━━━ Excerpted passage
This databrowser uses data from the USGS Dataseries 140 covering a wide range of minerals used in all areas of manufacturing, construction and agriculture. Several different visualization styles are available, each tailored to answer a specific set of questions regarding mineral use and availability. The goal of the US Minerals Databrowser is to make it easier to extract meaningful information from this valuable dataset.

Futures Explorer

Futures contracts allow traders to buy and sell commodities for delivery at some future date at a pre-determined price. A futures chain is created when prices for futures of subsequent months are chained together. In the current environment of volatile commodity prices, futures chains provide a snapshot of the "emotional state" of the market -- the level of optimism or pessimism about near term and long term prospects for both the economy and the availability of energy resources such as oil and natural gas.

The Futures Explorer uses daily prices for a variety of commodity futures from March 01, 2011 to yesterday's close. (Energy futures go back to January, 2010.) Users may select dates to compare market predictions from the past with the actual closing prices they were trying to predict. The data are presented in a manner that shows the weekly, monthly and quarterly variation in futures prices, providing an intuitive picture of volatility in commodity markets.

EPA Probabilistic Sampling Databrowser

EPA Probabilistic Survey Analysis

EPA's regional stream surveys were designed to collect data that are representative of conditions throughout the sampled watershed. Random site selection ensures that summary statistics derived from the data are unbiased and can be used to guide planning and management efforts at a regional scale.

This databrowser displays summary statistics for measures of biological condition, water chemistry, and site condition for wadeable streams. Users may test for correlation among response variables and human influence. Users may also subset the data and compare summary statistics and patterns of correlation according to year, state, stream order, or other factors.

This work was funded by the EPA Office of Environmental Information.

(This databrowser is no longer supported by the EPA and is currently non-functional.)

EPA Relative Risk Databrowser

EPA Relative Risk Analysis

Relative risk is a statistical method widely applied in human health reporting to summarize and compare the risk of developing an illness for a given set of factors. This approach has been adapted to summarize the effects of different stressors on the environmental health of streams. Because streams experience a variety of stressors (e.g., increased nutrients, loss of riparian habitat, sediment), resource managers need a method to identify which threats present the greatest risk in order to implement effective programs to protect them. Relative risk summarizes the strength of the association between a stressor and an indicator of stream condition.

This databrowser links relative risk calculations to the national Wadeable Streams Assessment data set. Benthic macroinvertebrates were used to assess stream condition. The databrowser allows users to compare the relative importance of various stressors across political or ecological regions.

This work was funded by the EPA Office of Environmental Information.

(This databrowser is no longer supported by the EPA and is currently non-functional.)

Rheumatology

Rheumatoid arthritis is a chronic autoimmune disorder affecting millions of individuals. Various drug treatments are available to treat the disease. The recently introduced TNF-alpha inhibitors show promising results in clinical studies but command a high per-treatment price. In an effort to carefully evaluate the effectiveness of these drugs several European countries have begun systematically tracking patient response to these treatments.

The data in the Rheumatology Databrowser come from a European database of patients undergoing therapy for rheumatoid arthritis. A version of this databrowser is presently in pre-production use in rheumatology hospitals serviced by our international healthcare partners. This databrowser is being evaluated by rheumatology researchers as a way to consistently apply vetted statistical analyses to a growing database of patient data.

This work was funded by the Danish medical informatics company ZiteLab.
━━━━━━
━━━ Raw data
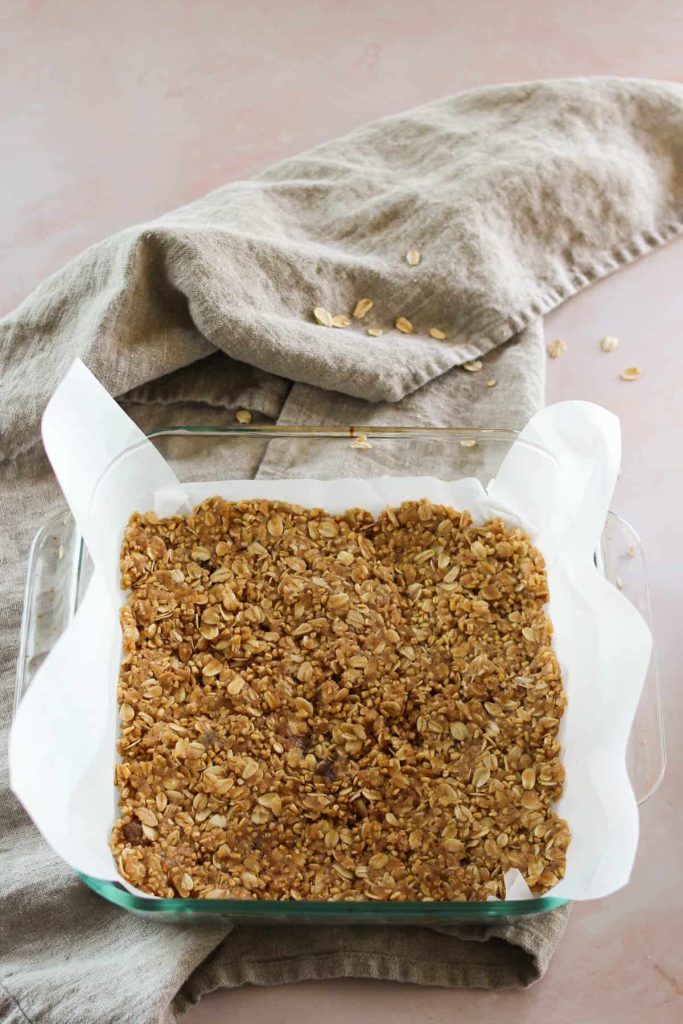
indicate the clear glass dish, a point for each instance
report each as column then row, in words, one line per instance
column 59, row 568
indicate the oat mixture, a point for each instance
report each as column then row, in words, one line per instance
column 333, row 708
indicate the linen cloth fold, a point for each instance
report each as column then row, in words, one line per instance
column 516, row 197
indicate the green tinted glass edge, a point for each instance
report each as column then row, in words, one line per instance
column 289, row 910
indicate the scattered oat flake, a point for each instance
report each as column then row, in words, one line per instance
column 323, row 315
column 360, row 441
column 556, row 348
column 363, row 306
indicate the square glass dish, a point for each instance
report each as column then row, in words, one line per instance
column 59, row 569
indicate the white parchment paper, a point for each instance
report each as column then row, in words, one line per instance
column 556, row 481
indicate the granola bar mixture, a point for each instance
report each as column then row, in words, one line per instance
column 335, row 708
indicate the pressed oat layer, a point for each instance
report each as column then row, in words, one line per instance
column 317, row 707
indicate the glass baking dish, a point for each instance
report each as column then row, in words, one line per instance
column 59, row 568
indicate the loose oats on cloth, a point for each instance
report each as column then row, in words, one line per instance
column 469, row 218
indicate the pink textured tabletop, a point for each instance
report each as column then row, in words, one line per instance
column 115, row 113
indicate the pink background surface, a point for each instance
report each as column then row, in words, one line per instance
column 114, row 113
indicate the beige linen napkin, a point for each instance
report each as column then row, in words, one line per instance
column 516, row 197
━━━━━━
Assigned task A → Translate this sentence from the databrowser descriptions into Spanish: "Benthic macroinvertebrates were used to assess stream condition."
Assigned task B → Retype the databrowser descriptions from "EPA's regional stream" up to and including "a regional scale.".

Written response A → Se utilizaron macroinvertebrados bentónicos para evaluar el estado de los arroyos.

Written response B →
EPA's regional stream surveys were designed to collect data that are representative of conditions throughout the sampled watershed. Random site selection ensures that summary statistics derived from the data are unbiased and can be used to guide planning and management efforts at a regional scale.